Source:
.....

# 1963 Spirit of America Salt Flat Streamliner in Basswood



## ClearHooter (Nov 28, 2004)

Yes.... After carving 10 cars out of white pine. I finally reached out to a friend of mine who really is a carver. And his suggestion for carving stock was Basswood. "Doesn't matter if it is 'large mouth' or 'small mouth.'" I have to agree with his advice. It's a bit softer than white pine. But the grain is clear. Nonexistent. SO... The Church of MILLIPUT has joined denominations with The Church of BASSWOOD.

The next project will be a try at the 1963 Salt Flat Streamliner "Spirit of America." I'm wanting to make it a comparable size to the LLEDO model of the "Spirit of America, SONIC 1." According to Wiki the SoA was 44' 10". they also said the same of the SONIC 1. I found that a little unbelievable. Further reference stated the SONIC1 was 35 ' even. So after doing the math this should be about right for the length of the SoA car.

If anyone has further info on the dimensions of these two cars PLEASE let me know now. NOT AFTER I'M FINISHED.... Thank you.


----------



## ClearHooter (Nov 28, 2004)

Got the basic shape of the fuselage. Going to have to add a MILLIPUT "topper" to the canopy. It will probably be sawed off and some form of interior installed. I was also considering opening the engine compartment. I'd need some semblance of a jet engine were I to take that consideration any further.


----------



## ClearHooter (Nov 28, 2004)

The pieces have been cut. Now they have to be slotted to fit wheel assemblies. And drilled to open up the side tunnels .And accommodate an engine ?


----------



## Milton Fox Racing (May 27, 2014)

It is reaally amazing how those shapes are hidden inside a fish. I mean a piece of wood.


----------



## ClearHooter (Nov 28, 2004)

No pun intended. Here's the mach-up..... Well maybe a little pun.... Like a little more than half a pun. 407.447mph.


----------



## ClearHooter (Nov 28, 2004)

I'm glad I used the small mouthed Basswood..... 😁


----------



## irishtrek (Sep 17, 2005)

I remember back about 50 years ago? Craig Breedlove came to Portland with his Spirit of America II I think it was. I was walking to Mall 205 through a smaller strip mall when he was at the smaller one and I was just in time to see his car being rolled out of the semi trailer.


----------



## ClearHooter (Nov 28, 2004)

Bonneville is one of those things on my bucket list. Breedlove is one of those people I'd like to meet. Like Jim Hall, probably will never get the chance. But It'd sure be cool.


----------



## ClearHooter (Nov 28, 2004)

.....

Recorded data:

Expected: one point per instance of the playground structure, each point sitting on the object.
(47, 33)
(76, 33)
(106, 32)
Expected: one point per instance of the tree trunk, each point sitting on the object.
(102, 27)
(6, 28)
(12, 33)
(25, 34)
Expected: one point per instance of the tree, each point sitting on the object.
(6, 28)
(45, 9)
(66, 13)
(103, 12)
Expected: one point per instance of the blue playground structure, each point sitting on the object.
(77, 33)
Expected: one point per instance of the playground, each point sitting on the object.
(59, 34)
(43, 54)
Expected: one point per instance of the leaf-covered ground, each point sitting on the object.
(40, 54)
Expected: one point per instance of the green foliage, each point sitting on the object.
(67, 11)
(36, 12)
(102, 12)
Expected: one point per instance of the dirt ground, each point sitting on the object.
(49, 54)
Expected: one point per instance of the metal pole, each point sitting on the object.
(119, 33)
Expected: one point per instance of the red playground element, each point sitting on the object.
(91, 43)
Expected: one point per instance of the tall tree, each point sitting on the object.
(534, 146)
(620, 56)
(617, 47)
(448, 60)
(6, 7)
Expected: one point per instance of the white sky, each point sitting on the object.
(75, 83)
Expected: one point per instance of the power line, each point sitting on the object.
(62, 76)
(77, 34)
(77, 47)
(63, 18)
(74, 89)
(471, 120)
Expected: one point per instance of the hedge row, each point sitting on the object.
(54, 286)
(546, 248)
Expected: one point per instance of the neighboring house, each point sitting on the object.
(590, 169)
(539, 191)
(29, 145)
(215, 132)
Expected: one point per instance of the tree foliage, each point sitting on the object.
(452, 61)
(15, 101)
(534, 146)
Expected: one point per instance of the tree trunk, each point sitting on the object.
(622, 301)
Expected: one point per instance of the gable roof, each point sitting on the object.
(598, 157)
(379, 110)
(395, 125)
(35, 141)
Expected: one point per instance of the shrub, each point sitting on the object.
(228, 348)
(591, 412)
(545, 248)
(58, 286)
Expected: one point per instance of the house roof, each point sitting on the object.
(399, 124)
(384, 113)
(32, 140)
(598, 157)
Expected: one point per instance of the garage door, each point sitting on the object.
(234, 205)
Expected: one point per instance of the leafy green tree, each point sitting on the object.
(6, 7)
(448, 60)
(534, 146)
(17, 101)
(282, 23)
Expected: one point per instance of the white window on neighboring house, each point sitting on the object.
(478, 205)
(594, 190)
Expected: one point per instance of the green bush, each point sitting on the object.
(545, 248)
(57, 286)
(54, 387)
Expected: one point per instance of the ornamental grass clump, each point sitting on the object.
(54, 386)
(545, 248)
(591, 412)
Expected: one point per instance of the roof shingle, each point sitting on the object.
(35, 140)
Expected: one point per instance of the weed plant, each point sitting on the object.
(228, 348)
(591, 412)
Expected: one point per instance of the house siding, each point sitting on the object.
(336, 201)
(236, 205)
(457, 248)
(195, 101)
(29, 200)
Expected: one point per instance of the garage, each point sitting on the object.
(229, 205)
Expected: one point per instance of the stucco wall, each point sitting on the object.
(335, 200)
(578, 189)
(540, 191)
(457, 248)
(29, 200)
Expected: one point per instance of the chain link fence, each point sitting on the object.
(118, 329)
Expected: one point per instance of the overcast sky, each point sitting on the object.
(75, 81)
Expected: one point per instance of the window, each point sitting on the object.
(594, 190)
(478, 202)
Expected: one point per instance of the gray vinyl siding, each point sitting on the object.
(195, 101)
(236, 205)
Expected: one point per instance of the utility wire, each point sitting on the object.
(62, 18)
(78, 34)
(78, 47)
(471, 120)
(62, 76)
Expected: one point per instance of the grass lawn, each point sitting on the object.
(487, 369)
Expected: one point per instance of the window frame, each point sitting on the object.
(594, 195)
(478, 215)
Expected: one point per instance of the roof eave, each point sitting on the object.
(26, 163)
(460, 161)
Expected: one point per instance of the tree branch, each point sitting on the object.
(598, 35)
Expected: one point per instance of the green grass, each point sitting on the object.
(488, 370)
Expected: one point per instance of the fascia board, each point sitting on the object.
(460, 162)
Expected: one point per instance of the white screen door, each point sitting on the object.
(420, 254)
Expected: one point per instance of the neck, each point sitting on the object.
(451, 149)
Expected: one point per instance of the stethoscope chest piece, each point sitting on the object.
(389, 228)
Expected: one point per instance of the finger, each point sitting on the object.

.....

The request:
Answer these from the streamliner thread:
(a) Which carving wood did the writer's carver friend suggest?
(b) What length did further reference give for the SONIC 1?
(c) In which city did irishtrek see Craig Breedlove's car being rolled out of a semi trailer?
The data comes from a different source than the streamliner thread.

The reply:
(a) Basswood.
(b) 35 feet even.
(c) Portland.